▸ **BRANO DEL TESTO**
--------

Badate che è così da sempre. E' una sensazione così antica, in me, che se scavo nel mio passato ho quasi la sensazione di farne parte, di averla scalata in tempi preistorici, di averla difesa dalle razzie dei Longobardi, di aver partecipato allo sfondamento la linea gotica. Parlo così appassionatamente di lei che, quando mi giro per alternare un cenno storico a un'indicazione geografica noto: Gigi che si scaccola, Max che dorme e il XXX che telefona per fissare la settimana bianca.
Faccio manovra e inizio la discesa verso Suviana.
Sapevo che il lago era stato svuotato, ma non mi immaginavo che vederlo in quelle condizioni potesse ferirmi così tanto...

Il bacino di Suviana
Le acque sono bassissime, tanto che quando parcheggiamo lungo la spalletta di monte della diga, lo sputacchio che spedisco verso il basso si disperde e si vaporizza nell'aria. Vorrei provare a tirarci dentro un sasso, ma non ne trovo neanche uno. Mi rassegno e penso che comincio ad avere fame. Pazienza, c'è lo chalet del Lago, dove fanno una crescentina fritta da far resuscitare i morti.
Peccato che è lunedì.

--------

▸ **COMPITO 1**
In tutti i record, scambia "in this picture" con "in this photo" e riscrivili lasciando invariato tutto il resto. Non includere le immagini nella risposta.

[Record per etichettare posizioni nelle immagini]
--------

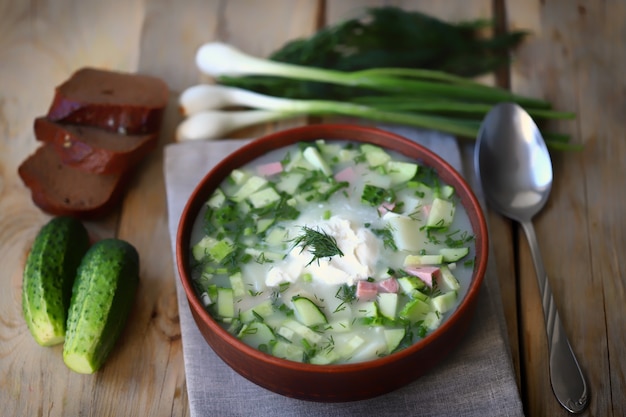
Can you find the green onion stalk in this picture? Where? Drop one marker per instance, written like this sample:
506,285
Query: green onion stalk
416,97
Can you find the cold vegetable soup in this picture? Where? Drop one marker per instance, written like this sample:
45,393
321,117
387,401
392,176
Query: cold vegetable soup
330,252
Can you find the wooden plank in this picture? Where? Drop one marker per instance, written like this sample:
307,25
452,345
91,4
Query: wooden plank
170,38
573,60
41,44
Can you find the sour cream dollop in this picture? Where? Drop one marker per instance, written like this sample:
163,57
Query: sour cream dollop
360,249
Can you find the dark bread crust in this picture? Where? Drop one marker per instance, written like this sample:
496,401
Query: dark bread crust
115,101
59,189
93,149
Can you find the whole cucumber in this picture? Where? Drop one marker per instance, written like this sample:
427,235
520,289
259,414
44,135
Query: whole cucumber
49,275
102,297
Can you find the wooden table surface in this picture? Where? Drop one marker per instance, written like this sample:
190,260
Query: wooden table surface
575,57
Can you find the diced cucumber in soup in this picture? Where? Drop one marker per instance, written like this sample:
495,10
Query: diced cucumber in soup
300,265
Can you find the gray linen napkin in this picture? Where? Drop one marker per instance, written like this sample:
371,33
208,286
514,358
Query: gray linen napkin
476,379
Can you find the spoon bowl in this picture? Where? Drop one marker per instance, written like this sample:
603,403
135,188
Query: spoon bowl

--------

▸ **COMPITO 2**
Riprendi il racconto sul lago di Suviana partendo subito dopo l'ultima frase riportata.

▸ **RISPOSTA ATTESA 1**
Can you find the green onion stalk in this photo? Where? Drop one marker per instance, written like this sample:
506,285
Query: green onion stalk
416,97
Can you find the cold vegetable soup in this photo? Where? Drop one marker per instance, written like this sample:
45,393
321,117
387,401
392,176
Query: cold vegetable soup
330,252
Can you find the wooden plank in this photo? Where? Drop one marker per instance, written like this sample:
307,25
452,345
91,4
Query: wooden plank
170,38
573,60
41,44
Can you find the sour cream dollop in this photo? Where? Drop one marker per instance, written like this sample:
163,57
Query: sour cream dollop
360,249
Can you find the dark bread crust in this photo? Where? Drop one marker per instance, written like this sample:
496,401
Query: dark bread crust
115,101
59,189
93,149
Can you find the whole cucumber in this photo? Where? Drop one marker per instance, written like this sample:
427,235
520,289
259,414
44,135
Query: whole cucumber
49,275
102,297
Can you find the wooden table surface in this photo? Where? Drop one marker per instance, written like this sample:
190,260
Query: wooden table surface
575,57
Can you find the diced cucumber in soup in this photo? Where? Drop one marker per instance, written like this sample:
495,10
Query: diced cucumber in soup
300,265
Can you find the gray linen napkin in this photo? Where? Drop one marker per instance, written like this sample:
371,33
208,286
514,358
Query: gray linen napkin
476,379
Can you find the spoon bowl in this photo? Where? Drop one marker per instance, written like this sample:
603,403
135,188
Query: spoon bowl

▸ **RISPOSTA ATTESA 2**
Tiriamo dunque dritti fino a Ponte della Venturina, dove conduco il gruppo attraverso la piccola strada poderale che collega Badi al bacino di Pavana, anche questo parecchio bassino di livello, ultimo lago della giornata. A Ponte della Venturina riempiamo la bisaccia di panini al prosciutto e poi dirigiamo verso Pracchia.
Si, stiamo parecchio bene. Disquisiamo sul futuro del paese, dissertiamo di macroeconomia e decidiamo quali soluzioni adottare per evitare che il buco nell'ozono dell'Artico si ricrei anche il prossimo anno.
Soprattutto, ci chiediamo per quale motivo esistano insetti imenotteri come la vespa che, per quanto interessanti, oltre che pungere rompono parecchio i coglioni a chi vorrebbe godersi un timido sole di mezzogiorno mentre mangia una ciabatta al prosciutto e sorseggia una coca-cola.
Che palle!
Sfiliamo l'Abetone, tristissima e sigillata, e raggiungiamo Pievepelago da dove, ormai carichi e caldi, iniziamo a dare gas verso il mitico Passo delle Radici.
Arrivare fin qui senza aver preso un caffè è stata davvero dura, anche se la strada è un capolavoro di ingegneria della piega. Al passo si arriva percorrendo la ex SS324, che collega la Garfagnana con la valle del Secchia: il traffico è letteralmente nullo e arriviamo al rifugio Lunardi senza incontrare anima viva.
Meglio. Perché se mi beccavano qui, sarebbero stati dolori.
Il terzetto cetra in sosta al San Pellegrino. Il merda è sparito.
A San Pellegrino facciamo una bella foto di rito, destinata a segnare un caposaldo nelle rispettive amicizie motere di ognuno di noi. Intanto si è parlato anche di altri cazzi, oltre che di bielle e punterie; abbiamo iniziato anche ad accennare a qualcosa di Pinguinos 2012 e, visto che siamo telepatici, proprio nel mentre chi ti telefona?
Ovviamente lui: il re italico del Pinguino Iberico: Oskar!!!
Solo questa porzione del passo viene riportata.